▸ THE DATA:
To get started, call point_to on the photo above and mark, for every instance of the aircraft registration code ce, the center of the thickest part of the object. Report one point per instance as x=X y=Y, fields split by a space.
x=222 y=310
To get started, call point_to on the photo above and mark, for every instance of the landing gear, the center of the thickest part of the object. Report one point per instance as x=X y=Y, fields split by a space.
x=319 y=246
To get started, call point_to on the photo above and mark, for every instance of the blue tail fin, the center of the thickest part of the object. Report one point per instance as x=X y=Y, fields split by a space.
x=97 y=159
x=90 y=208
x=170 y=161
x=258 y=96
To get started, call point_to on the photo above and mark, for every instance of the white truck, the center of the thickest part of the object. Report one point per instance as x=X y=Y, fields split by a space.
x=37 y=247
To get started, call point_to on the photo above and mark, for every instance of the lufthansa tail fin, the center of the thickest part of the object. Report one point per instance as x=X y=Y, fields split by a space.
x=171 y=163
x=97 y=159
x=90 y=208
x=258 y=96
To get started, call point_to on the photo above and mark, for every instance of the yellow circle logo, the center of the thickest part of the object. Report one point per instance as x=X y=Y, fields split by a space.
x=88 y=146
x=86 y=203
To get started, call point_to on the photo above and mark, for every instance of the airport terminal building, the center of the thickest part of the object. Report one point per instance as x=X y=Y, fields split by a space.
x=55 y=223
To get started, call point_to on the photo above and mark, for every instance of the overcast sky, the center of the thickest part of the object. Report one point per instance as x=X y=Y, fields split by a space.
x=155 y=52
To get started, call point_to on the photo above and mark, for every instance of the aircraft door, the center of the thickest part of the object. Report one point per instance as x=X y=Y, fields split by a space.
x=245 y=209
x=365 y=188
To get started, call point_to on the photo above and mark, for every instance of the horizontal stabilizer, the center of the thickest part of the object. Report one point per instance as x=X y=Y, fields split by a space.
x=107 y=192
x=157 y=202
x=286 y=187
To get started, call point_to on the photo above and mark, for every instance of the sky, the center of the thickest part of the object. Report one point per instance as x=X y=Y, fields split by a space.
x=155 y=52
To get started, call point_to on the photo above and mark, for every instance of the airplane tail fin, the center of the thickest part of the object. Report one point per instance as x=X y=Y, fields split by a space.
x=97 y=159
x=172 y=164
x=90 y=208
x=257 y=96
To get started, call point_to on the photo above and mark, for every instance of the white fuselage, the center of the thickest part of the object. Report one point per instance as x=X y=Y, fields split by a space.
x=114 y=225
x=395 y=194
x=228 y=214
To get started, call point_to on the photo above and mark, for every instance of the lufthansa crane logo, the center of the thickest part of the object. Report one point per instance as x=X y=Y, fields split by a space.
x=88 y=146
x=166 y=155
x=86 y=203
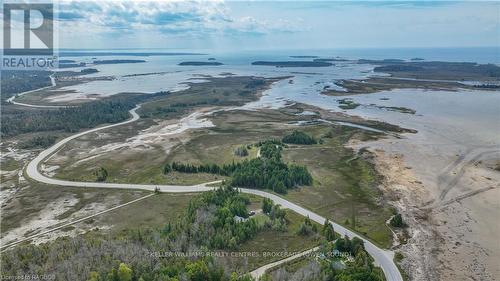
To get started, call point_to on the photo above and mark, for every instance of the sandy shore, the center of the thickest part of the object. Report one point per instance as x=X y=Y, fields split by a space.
x=449 y=195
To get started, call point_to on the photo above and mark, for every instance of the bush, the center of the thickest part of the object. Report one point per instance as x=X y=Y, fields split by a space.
x=241 y=151
x=397 y=221
x=299 y=137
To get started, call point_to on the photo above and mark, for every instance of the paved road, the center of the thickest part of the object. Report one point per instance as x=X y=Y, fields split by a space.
x=257 y=273
x=12 y=244
x=53 y=82
x=383 y=258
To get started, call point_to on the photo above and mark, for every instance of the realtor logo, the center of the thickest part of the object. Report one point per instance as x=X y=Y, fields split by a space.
x=29 y=35
x=37 y=34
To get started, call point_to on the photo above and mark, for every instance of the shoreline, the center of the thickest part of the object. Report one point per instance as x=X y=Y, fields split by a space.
x=448 y=239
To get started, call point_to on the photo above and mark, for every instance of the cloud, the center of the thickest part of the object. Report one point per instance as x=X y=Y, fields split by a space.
x=191 y=18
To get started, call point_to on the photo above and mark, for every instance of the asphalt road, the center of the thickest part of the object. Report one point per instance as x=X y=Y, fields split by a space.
x=382 y=258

▸ PROBLEM STATEMENT: The answer is the whole listing retyped exactly, with pictures omitted.

▸ ANSWER FOR THE TASK:
To get started, call point_to on the photo above and mark, for every instance of the aircraft registration code ce, the center of the thickest part of the object. Report one point per instance as x=X y=Y, fields split by a space.
x=222 y=310
To get started, call point_to on the photo above and mark, for every instance of the landing gear, the center of the thickest part of the object. Report one point per instance as x=X y=Y, fields split by a space.
x=319 y=246
To get started, call point_to on the photo above and mark, for every instance of the blue tail fin, the center of the thickest part of the object. Report one point per instance as x=X y=Y, fields split by a space.
x=97 y=159
x=90 y=208
x=170 y=161
x=258 y=96
To get started, call point_to on the photo above and mark, for every instance of the white truck, the center of the thickest part of the object. Report one point per instance as x=X y=Y, fields split by a space.
x=37 y=247
To get started, call point_to on the photo above and mark, for every instance of the lufthansa tail fin, the center of the thickest part of the object. Report one point per instance as x=X y=Y, fields split by a space.
x=171 y=163
x=97 y=159
x=90 y=208
x=258 y=96
To get started, call point_to on the photo above and mark, for every instance of the yellow circle logo, the center of the thickest part of the object. Report one point per instance as x=X y=Y, fields split by a space.
x=88 y=146
x=86 y=203
To get started, call point_to on the photo above and mark, for every instance of the airport terminal building, the center of the thickest part of the object. Report one point per instance as x=X y=Y, fields split by a space.
x=55 y=223
To get started, call point_to on the photo above and mark, for every instance of the overcast sky, the center of the thickest part of the object. Report one point per instance as x=X y=Y, fields split by a space.
x=155 y=52
To get started, call point_to on the photo above and mark, for every instance of the aircraft door, the center of the thickest part of the object. Report one point per instance as x=X y=Y, fields split by a space.
x=245 y=209
x=365 y=188
To get started, call point_to on the photo above and mark, for every instance of the horizontal stabilizer, the center of the thickest part of the object. Report one point per instance as x=X y=Y, fields split by a space.
x=107 y=192
x=157 y=202
x=286 y=187
To get started, call point_to on the photo above and mark, for every instance of the sky, the center of the thickest part of the object. Report one point per instance as x=X y=Y, fields split by a space.
x=155 y=52
To get started, call point_to on the photo above and mark, for every instance of the airplane tail fin, the center of the thickest part of the object. Report one point per instance as x=X y=Y, fields split by a space.
x=97 y=159
x=172 y=164
x=90 y=208
x=257 y=96
To get started, call point_to on the photo above and mark, for every instance of the white fuselage, the center of the thickest part of the object. Report one point per instance as x=X y=Y, fields split by a space.
x=114 y=225
x=395 y=194
x=228 y=214
To get started, call point_to on the photo above and mark, for every instance of the lufthansa crane logo, the center of the thickest part of the object. Report one point per instance as x=X y=Y, fields split by a space.
x=88 y=146
x=166 y=155
x=86 y=203
To get started, call point_to on the photo above and mark, for every instance of the sandy shore, the center of the thickest part of the object. Report one point per instance as x=X y=Y, fields split by a space.
x=449 y=195
To get started, call point_to on the photo above and mark, for every instance of the bush, the center of the thickest part of the object. Report one point per instance as x=X y=Y, fields split by a space.
x=241 y=151
x=397 y=221
x=299 y=137
To get started, call point_to on the photo above and mark, for every instance of the paved road, the center of the thickest part of the object. Report one point per instance as x=X y=Y, fields split by a space.
x=257 y=273
x=12 y=244
x=53 y=82
x=383 y=258
To get started, call point_to on the photo above and mark, for every instance of the realtor logo, the center of the thickest part of the object. Report one point per instance as x=X y=Y, fields split by a space.
x=29 y=35
x=37 y=34
To get started, call point_to on the photo above and mark, for every instance of the shoreline, the center of the thickest part of the object. Report one point per instance as x=X y=Y, fields split by a space.
x=448 y=239
To get started, call point_to on the photo above and mark, for every instance of the cloud, the center of the thickest part of the object. Report one point per instance as x=X y=Y, fields split by a space.
x=191 y=18
To get started, call point_to on the photo above and mark, for every instance of the asphalt road, the center of the thickest part of the object. Report one point per instance as x=X y=Y, fields split by a space.
x=382 y=258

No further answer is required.